Stated task |
Give back exactly the lines from the one containing "Where can you find the person in yellow" through the end of the records, including both, and no others.
** BEGIN **
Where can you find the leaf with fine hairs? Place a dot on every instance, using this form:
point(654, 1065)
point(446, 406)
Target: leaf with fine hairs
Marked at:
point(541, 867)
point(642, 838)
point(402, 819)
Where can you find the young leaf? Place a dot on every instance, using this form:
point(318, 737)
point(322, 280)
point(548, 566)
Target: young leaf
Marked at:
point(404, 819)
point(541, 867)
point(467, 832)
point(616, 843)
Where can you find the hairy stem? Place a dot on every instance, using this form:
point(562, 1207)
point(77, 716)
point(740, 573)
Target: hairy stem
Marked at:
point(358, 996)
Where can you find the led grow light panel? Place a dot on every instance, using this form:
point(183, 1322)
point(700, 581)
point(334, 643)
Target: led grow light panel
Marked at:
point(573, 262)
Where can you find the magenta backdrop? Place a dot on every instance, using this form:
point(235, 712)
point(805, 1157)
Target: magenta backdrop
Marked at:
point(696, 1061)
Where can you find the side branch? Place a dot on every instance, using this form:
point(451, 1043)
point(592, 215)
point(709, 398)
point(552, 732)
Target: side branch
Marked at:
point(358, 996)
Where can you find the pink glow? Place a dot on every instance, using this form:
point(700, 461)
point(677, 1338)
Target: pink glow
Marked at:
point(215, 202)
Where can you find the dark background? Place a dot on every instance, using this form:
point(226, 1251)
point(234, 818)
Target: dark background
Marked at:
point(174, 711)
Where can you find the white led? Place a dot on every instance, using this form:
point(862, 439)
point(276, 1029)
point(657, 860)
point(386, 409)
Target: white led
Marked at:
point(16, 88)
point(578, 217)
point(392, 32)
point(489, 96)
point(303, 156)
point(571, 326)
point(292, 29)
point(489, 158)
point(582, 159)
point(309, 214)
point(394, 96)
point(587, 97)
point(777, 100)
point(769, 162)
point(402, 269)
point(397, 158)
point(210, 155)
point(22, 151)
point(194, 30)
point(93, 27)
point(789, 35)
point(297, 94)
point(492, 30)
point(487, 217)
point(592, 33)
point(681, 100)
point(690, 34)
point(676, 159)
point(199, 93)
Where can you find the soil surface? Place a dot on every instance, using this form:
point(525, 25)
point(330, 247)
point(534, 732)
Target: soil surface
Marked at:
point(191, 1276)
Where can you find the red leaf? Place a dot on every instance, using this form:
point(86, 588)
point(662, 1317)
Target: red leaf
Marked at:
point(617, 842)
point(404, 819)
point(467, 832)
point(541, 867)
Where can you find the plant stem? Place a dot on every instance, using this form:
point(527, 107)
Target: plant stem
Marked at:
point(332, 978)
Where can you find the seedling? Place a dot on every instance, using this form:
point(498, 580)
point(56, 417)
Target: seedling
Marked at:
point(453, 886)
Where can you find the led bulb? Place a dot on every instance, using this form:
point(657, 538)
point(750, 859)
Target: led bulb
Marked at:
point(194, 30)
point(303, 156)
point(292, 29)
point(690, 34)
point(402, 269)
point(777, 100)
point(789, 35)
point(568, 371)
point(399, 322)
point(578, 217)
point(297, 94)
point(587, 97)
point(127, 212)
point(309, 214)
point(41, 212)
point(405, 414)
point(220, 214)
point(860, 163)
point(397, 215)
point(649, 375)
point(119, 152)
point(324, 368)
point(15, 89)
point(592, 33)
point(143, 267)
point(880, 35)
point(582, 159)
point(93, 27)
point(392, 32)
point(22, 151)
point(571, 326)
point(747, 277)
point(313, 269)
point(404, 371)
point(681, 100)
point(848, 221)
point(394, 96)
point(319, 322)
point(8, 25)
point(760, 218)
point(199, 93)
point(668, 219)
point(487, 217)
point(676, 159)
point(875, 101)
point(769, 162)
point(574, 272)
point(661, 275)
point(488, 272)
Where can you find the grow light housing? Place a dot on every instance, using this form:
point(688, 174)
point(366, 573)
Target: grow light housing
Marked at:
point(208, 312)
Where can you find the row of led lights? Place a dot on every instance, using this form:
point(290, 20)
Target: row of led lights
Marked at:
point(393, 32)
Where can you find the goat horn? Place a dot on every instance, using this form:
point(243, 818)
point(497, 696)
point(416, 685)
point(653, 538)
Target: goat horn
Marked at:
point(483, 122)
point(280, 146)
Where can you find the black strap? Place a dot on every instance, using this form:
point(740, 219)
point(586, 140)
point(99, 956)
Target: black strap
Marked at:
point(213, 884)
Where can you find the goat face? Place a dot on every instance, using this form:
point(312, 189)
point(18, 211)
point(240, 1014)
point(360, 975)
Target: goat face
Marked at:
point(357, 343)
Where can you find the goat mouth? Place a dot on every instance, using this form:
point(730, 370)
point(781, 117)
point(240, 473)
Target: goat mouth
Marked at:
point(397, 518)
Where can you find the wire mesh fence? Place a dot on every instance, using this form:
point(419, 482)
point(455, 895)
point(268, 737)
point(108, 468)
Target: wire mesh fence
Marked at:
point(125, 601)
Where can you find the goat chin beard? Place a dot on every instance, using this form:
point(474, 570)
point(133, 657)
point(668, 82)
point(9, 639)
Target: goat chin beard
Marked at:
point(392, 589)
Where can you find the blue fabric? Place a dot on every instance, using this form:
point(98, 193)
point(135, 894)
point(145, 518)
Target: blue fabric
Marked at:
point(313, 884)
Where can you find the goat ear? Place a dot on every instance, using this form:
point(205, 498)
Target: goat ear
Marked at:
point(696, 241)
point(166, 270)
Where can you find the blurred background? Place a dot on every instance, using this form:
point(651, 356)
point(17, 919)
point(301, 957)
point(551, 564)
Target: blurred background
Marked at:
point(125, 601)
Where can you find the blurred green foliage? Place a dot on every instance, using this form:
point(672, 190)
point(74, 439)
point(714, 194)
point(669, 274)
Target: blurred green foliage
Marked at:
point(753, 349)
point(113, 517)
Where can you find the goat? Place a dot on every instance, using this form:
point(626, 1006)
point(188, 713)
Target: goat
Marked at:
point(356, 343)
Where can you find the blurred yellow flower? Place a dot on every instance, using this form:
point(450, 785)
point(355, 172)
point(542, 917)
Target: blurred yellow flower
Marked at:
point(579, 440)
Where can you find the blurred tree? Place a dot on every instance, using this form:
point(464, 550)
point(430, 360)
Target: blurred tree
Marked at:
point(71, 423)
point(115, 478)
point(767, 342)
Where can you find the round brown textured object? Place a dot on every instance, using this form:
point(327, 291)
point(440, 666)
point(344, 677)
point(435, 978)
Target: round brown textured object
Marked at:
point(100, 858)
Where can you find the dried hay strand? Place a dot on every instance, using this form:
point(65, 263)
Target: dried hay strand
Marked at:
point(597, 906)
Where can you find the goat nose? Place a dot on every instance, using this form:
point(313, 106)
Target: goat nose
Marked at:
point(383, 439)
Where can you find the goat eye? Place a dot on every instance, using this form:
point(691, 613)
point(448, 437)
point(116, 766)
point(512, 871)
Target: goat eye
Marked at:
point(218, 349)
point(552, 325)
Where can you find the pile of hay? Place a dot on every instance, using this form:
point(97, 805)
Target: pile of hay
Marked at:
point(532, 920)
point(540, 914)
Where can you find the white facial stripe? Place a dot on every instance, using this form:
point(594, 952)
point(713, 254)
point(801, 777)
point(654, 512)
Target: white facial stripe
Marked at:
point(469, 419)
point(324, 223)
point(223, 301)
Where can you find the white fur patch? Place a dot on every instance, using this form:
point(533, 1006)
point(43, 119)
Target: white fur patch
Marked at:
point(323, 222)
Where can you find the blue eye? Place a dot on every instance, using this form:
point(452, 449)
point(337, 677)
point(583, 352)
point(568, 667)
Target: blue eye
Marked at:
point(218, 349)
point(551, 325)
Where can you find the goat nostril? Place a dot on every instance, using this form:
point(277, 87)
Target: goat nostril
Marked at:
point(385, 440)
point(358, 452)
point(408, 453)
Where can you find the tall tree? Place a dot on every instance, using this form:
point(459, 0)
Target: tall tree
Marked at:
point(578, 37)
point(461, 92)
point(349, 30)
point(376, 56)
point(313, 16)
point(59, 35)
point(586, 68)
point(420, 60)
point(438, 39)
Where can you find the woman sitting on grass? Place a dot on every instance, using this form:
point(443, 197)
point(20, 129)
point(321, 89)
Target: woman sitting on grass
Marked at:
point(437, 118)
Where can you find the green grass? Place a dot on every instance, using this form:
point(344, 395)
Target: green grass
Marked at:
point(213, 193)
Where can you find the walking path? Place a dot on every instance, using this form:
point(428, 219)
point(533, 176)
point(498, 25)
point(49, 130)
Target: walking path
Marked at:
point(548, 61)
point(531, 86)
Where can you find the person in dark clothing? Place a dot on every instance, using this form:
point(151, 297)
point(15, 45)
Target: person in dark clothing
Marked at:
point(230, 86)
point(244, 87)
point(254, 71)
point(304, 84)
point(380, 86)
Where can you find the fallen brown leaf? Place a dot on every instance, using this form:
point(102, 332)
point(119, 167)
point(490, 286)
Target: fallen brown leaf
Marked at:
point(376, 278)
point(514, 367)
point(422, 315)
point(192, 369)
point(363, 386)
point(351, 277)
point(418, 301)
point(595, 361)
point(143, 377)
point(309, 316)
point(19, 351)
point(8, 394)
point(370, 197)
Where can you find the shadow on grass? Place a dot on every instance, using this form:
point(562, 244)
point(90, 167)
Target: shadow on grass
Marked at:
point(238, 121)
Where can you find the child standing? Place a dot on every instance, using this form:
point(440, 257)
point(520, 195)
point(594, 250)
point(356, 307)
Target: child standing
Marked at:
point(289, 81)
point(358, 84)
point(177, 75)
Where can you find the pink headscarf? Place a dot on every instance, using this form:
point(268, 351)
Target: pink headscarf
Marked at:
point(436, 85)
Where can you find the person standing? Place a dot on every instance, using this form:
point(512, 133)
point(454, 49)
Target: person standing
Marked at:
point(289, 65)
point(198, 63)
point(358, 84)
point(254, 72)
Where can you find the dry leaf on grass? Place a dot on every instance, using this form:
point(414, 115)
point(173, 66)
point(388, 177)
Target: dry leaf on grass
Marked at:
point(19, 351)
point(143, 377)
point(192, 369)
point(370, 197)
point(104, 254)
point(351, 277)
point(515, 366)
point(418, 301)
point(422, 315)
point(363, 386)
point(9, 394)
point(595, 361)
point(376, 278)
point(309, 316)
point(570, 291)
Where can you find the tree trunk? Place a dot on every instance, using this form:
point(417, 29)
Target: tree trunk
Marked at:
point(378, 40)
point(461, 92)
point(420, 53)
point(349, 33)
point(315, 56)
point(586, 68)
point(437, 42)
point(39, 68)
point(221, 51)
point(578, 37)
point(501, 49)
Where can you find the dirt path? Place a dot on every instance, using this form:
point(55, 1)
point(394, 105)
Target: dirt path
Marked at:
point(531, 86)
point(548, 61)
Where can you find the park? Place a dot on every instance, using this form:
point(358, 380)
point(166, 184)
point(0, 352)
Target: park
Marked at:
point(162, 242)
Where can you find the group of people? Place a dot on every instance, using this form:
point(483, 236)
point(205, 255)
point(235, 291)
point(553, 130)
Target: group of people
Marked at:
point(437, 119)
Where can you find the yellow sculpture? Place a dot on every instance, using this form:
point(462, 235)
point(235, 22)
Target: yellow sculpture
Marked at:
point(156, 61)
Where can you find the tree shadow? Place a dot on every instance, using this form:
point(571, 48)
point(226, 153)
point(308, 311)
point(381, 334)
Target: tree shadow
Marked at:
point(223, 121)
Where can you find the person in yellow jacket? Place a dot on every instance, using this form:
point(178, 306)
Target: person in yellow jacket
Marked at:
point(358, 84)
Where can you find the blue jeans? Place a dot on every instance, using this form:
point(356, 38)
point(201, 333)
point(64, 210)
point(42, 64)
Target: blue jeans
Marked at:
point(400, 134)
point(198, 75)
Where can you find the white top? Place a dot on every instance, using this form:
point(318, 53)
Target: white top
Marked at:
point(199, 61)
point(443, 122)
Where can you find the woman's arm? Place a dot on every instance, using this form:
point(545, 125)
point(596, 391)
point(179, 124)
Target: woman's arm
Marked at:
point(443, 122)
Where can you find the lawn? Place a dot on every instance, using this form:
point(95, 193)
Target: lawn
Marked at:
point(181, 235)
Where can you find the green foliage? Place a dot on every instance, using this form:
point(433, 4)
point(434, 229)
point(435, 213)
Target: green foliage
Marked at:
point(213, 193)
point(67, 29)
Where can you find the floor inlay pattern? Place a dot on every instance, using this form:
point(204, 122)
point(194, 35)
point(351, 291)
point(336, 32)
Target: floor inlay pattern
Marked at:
** END **
Reply to the task |
Where can you find the person in yellow jacket? Place a dot on every instance, using this form:
point(178, 306)
Target: person in yellow jacket
Marked at:
point(358, 84)
Where can you find the blue jeans? Place a dot on every instance, using this form:
point(356, 38)
point(201, 333)
point(64, 210)
point(42, 64)
Target: blue jeans
Marked at:
point(400, 134)
point(198, 75)
Where can you find the white top? Place a dot on every instance, using this form:
point(318, 53)
Target: white top
Marked at:
point(199, 61)
point(443, 122)
Where can you find the woman's arm? Place a dot on every instance, using this form:
point(545, 125)
point(596, 391)
point(179, 124)
Target: woman's arm
Marked at:
point(443, 122)
Where can you find the lawn? Place a dot on every instance, using this form:
point(95, 193)
Target: lawn
Marked at:
point(181, 235)
Where can you find the green foliage? Place a dot on every instance, using this form:
point(433, 4)
point(434, 229)
point(435, 213)
Target: green foliage
Marked at:
point(213, 193)
point(67, 29)
Where can you find the floor inlay pattern? Place a dot on every instance, using this form:
point(204, 122)
point(194, 35)
point(351, 291)
point(336, 32)
Target: floor inlay pattern
Marked at:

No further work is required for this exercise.